* [TASK INPUTS]
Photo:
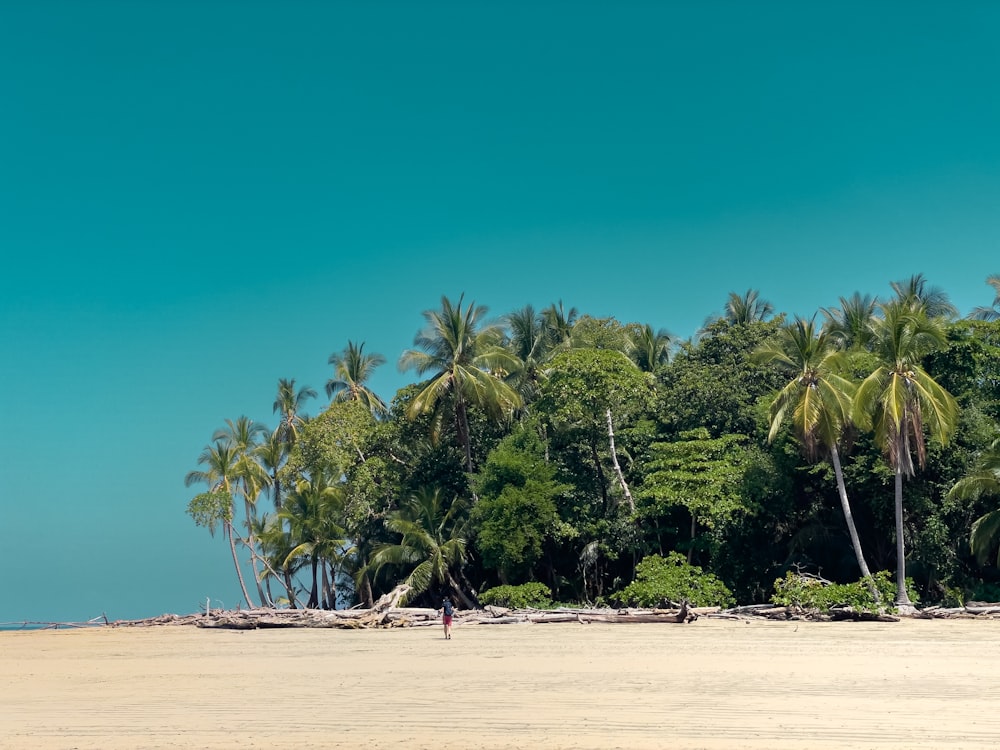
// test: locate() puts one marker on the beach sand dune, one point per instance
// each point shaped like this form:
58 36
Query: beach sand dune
709 684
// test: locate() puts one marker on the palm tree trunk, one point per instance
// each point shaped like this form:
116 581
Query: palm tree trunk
236 562
902 598
614 462
849 517
462 424
252 546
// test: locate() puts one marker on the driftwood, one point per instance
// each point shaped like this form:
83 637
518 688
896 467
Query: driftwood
386 613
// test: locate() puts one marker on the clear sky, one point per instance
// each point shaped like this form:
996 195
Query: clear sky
198 198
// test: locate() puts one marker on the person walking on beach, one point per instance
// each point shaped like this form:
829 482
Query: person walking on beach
447 612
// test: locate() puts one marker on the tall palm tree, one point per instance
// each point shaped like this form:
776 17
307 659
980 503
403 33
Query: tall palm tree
352 369
819 399
849 325
251 478
221 462
559 324
984 481
900 400
916 291
648 348
288 403
749 307
992 312
529 343
314 512
432 546
464 355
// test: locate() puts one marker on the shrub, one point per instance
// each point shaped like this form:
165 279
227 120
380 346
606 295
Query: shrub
662 581
535 595
808 592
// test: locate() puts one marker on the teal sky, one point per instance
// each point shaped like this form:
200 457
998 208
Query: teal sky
200 198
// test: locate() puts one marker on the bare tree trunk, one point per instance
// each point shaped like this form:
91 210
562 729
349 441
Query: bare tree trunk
902 598
466 601
236 562
614 462
849 517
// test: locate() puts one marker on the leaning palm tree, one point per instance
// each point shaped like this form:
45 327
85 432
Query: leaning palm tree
993 311
984 481
530 345
221 462
432 545
352 369
818 399
314 513
288 403
849 325
900 400
466 360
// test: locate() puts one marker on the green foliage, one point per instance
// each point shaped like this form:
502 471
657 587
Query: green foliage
534 595
808 592
661 581
211 508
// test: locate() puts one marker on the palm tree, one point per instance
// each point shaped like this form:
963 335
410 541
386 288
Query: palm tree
243 435
529 343
433 543
899 400
984 481
465 357
559 324
747 308
289 403
992 312
849 325
819 399
649 349
221 462
351 370
271 453
916 291
314 512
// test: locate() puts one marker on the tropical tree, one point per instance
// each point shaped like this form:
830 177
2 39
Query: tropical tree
993 311
559 323
819 401
466 359
900 400
984 481
433 544
529 343
352 369
216 507
917 291
849 325
314 513
288 403
648 348
745 308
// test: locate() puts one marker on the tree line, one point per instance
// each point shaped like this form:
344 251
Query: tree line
557 448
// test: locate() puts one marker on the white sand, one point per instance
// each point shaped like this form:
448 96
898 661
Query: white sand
709 684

* [WHAT IS EXPECTED]
Please copy every line of the data above word for word, leaving out the pictures.

* [SOLUTION TO THIS TASK]
Photo:
// test: locate() puts one marker on the beach sand dune, one point per instance
// each point shaped like this form:
58 36
Query: beach sand dune
709 684
// test: locate() puts one marker on the palm tree trunk, one point per instance
// each point shaped like this form:
116 581
Query: palm tree trunk
236 562
902 598
614 462
849 517
462 424
252 546
// test: locate() puts one marker on the driftwood, one point per instance
// each point shaped like this form:
83 637
518 688
896 467
Query: driftwood
386 613
// test: locate() puts one marker on the clear sky, one point per instance
// each point shaped like this form:
996 195
Query: clear sky
198 198
// test: locate() puts one marker on the person walking on beach, one point per instance
// each point shaped like this form:
829 482
Query: person walking on beach
447 612
// test: locate() puts one marker on the tall palm tree, one point per instance
// each point shaped like this form:
776 17
307 659
980 503
403 33
Query: tall palm tree
352 369
819 399
849 325
251 478
221 462
559 324
984 481
900 400
916 291
648 348
288 403
749 307
992 312
529 343
314 512
432 546
464 355
// test: locate() puts one marker on the shrub, one point per instance
// each point shaped like this form:
165 279
227 120
380 346
606 295
Query: shrub
662 581
535 595
808 592
// test: locate() puts one marker on the teal sky, one point per instance
// each point shaped like this form:
200 457
998 208
Query: teal sky
200 198
// test: locate() puts one marker on the bare tree trunk, one point per instance
// each point shaped like this form:
91 210
562 729
349 441
Query: bare tree trunk
902 598
466 601
236 562
614 462
849 517
// test: locate() puts one marker on the leaning palm tree, one point per instance
// each point shaped like this form:
45 327
85 432
Query: leaning palm tree
993 311
984 481
530 345
221 462
432 545
352 369
818 399
314 513
288 403
849 325
900 400
466 360
// test: locate() puts one marker on the green foliage, one point per instance
// each point shaped like this form:
502 471
657 587
Query: green foliage
534 595
808 592
661 581
211 508
// test: locate() puts one marker on the palm tree, one point per instance
// each point shaped like this form:
963 335
410 541
386 288
Query: palm tree
243 435
529 343
433 543
899 400
984 481
465 357
559 324
747 308
289 403
992 312
849 325
819 399
649 349
221 462
351 370
271 453
916 291
314 512
// test: locate() puts one marker on the tropical tree, one point per instance
// each point shaped like this form:
830 177
2 39
Query: tropical tree
993 311
559 323
819 401
466 359
900 400
984 481
433 544
529 343
352 369
216 507
917 291
849 325
314 513
288 403
648 348
745 308
// test: locate() puts one marker on the tree line, one point per instance
// each point shaped like this form:
344 251
Query: tree line
557 448
// test: locate() puts one marker on the white sand, one point per instance
// each point shaped like this form:
448 96
898 661
Query: white sand
709 684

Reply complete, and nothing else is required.